Aber die tollen Momente überwiegen. Das eigentlich Grossartige an diesem Film ist das Gespür für Physis und Materialität, das er vermittelt.
Selten sind die körperlichen und seelischen Strapazen, die die Raumfahrt für die Menschen bedeutet, als Zuschauerin besser mitzuerleben, man kann es sehen, hören, spüren: Die Männer haben Angst, fallen in Ohnmacht, übergeben sich, sind überwältigt. Aber nicht nur die Menschen, auch das Material, aus dem diese Raketen und Kapseln gebaut sind, ist fast physisch erfahrbar: Da klappert alles, da glänzt auch nichts grossartig, die Schalter sehen manchmal aus wie die Knöpfe eines alten Kochherds. In all diesem unzulänglichen Material fliegen entschlossene und dennoch verängstigte Menschen ins All, auf den Mond. Und setzen dort den Fuss auf einen Himmelskörper, der nichts ist, als eine unnütze, karge Steinwüste.

Aufgabe 1:
Ersetze in allen Einträgen „single JSON array“ durch „single JSON list“ und gib die Einträge ansonsten unverändert wieder.

Einträge zur Konturbeschriftung:

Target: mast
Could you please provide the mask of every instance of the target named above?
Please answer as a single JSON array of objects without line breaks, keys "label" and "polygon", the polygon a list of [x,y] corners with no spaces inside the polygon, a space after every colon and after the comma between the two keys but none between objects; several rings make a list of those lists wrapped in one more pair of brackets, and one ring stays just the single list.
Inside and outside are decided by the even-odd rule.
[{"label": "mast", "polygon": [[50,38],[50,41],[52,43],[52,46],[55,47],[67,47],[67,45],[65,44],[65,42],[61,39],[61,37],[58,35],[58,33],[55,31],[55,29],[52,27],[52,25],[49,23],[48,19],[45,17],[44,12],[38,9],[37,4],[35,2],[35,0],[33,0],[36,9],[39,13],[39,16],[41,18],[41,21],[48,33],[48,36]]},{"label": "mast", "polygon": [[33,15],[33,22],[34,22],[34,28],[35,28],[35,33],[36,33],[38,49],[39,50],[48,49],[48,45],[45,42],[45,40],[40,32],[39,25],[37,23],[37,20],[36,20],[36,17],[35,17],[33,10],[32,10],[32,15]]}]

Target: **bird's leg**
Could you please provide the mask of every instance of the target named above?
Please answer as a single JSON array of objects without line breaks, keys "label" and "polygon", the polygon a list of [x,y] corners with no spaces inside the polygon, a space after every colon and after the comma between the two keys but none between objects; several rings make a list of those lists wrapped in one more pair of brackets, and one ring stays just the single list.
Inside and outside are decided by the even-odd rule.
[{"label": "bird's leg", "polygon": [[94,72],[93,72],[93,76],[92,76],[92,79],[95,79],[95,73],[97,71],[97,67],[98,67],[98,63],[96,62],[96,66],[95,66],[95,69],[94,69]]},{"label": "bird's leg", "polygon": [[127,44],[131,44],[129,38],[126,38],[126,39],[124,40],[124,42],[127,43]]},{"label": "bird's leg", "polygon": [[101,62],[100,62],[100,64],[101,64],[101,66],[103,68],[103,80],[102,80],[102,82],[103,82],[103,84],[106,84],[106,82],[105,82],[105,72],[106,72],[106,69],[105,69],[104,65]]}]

Aufgabe 2:
Schreib den Text über den Raumfahrtfilm im Anschluss an seinen letzten Satz weiter.

Endgültige Antwort 1:
Target: mast
Could you please provide the mask of every instance of the target named above?
Please answer as a single JSON list of objects without line breaks, keys "label" and "polygon", the polygon a list of [x,y] corners with no spaces inside the polygon, a space after every colon and after the comma between the two keys but none between objects; several rings make a list of those lists wrapped in one more pair of brackets, and one ring stays just the single list.
Inside and outside are decided by the even-odd rule.
[{"label": "mast", "polygon": [[50,38],[50,41],[52,43],[52,46],[55,47],[67,47],[67,45],[65,44],[65,42],[61,39],[61,37],[58,35],[58,33],[55,31],[55,29],[52,27],[52,25],[49,23],[48,19],[45,17],[44,12],[38,9],[37,4],[35,2],[35,0],[33,0],[36,9],[39,13],[39,16],[41,18],[41,21],[48,33],[48,36]]},{"label": "mast", "polygon": [[33,15],[33,22],[34,22],[34,28],[35,28],[35,33],[36,33],[38,49],[39,50],[48,49],[48,45],[45,42],[45,40],[40,32],[39,25],[37,23],[37,20],[36,20],[36,17],[35,17],[33,10],[32,10],[32,15]]}]

Target: **bird's leg**
Could you please provide the mask of every instance of the target named above?
Please answer as a single JSON list of objects without line breaks, keys "label" and "polygon", the polygon a list of [x,y] corners with no spaces inside the polygon, a space after every colon and after the comma between the two keys but none between objects; several rings make a list of those lists wrapped in one more pair of brackets, and one ring stays just the single list.
Inside and outside are decided by the even-odd rule.
[{"label": "bird's leg", "polygon": [[94,72],[93,72],[93,76],[92,76],[92,79],[95,79],[95,73],[97,71],[97,67],[98,67],[98,63],[96,62],[96,66],[95,66],[95,69],[94,69]]},{"label": "bird's leg", "polygon": [[127,44],[131,44],[129,38],[126,38],[126,39],[124,40],[124,42],[127,43]]},{"label": "bird's leg", "polygon": [[101,62],[100,62],[100,64],[101,64],[101,66],[103,68],[103,80],[102,80],[102,82],[103,82],[103,84],[106,84],[106,82],[105,82],[105,72],[106,72],[106,69],[105,69],[104,65]]}]

Endgültige Antwort 2:
Damien Chazelles Film erzählt zwar alles mit, die Politik der 60er Jahre, das Wettrüsten zwischen der UdSSR und den USA, die 68er-Bewegung. Aber das alles ist immer nur in Radio und Fernsehen zu hören, zu sehen, selten bewegt sich der Film, der übrigens mit manchmal recht wackeliger Handkamera gefilmt ist, aus seinen beiden Atmosphären NASA und Familie heraus.
Es sei denn, nach oben, ins All. Der Film bleibt intim, bleibt bei den Figuren. Und schafft den Spagat recht gut, die Geschichte eines «amerikanischen Helden» zu erzählen und genau diese Heldenverehrung, die man in den USA so liebt, zu vermeiden.